| TASK PROMPT |
Scale the lines below by writing them all out again, requests included, with every bounding box coordinate in the answers multiplied by 1.8 and rounded to a whole number, halves rounding up. Leave the numbers in the requests and their sample outputs unchanged, and omit the pictures from your answer.

begin DATA EXCERPTS

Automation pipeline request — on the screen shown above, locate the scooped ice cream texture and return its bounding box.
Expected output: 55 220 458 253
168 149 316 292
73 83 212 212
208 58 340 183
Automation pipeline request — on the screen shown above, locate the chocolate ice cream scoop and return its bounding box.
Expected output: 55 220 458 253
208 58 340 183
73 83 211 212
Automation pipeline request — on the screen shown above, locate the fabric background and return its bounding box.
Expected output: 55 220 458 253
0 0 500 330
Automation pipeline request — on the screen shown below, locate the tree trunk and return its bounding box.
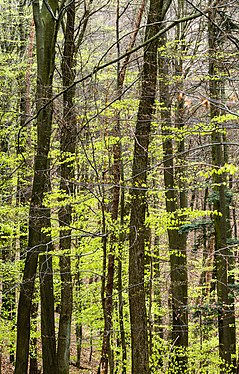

end DATA EXCERPTS

| WORKED ANSWER |
Automation pipeline request — on the screen shown above, locate the scooped ice cream texture and return its bounding box.
Expected output: 55 220 458 253
302 268 569 526
131 149 382 382
374 104 612 329
Automation pipeline request — on the screen shown above, locate the chocolate ice cream scoop and return its bounding box.
Expected output: 55 220 458 253
374 104 612 329
131 149 380 382
Automation pipeline request — on the screen shown above, locate the fabric background and return its bounding box.
Expected output: 55 220 458 253
0 0 900 594
Automation pipeline request — on the screen shown below, locate the tree trunk and return its bounding box.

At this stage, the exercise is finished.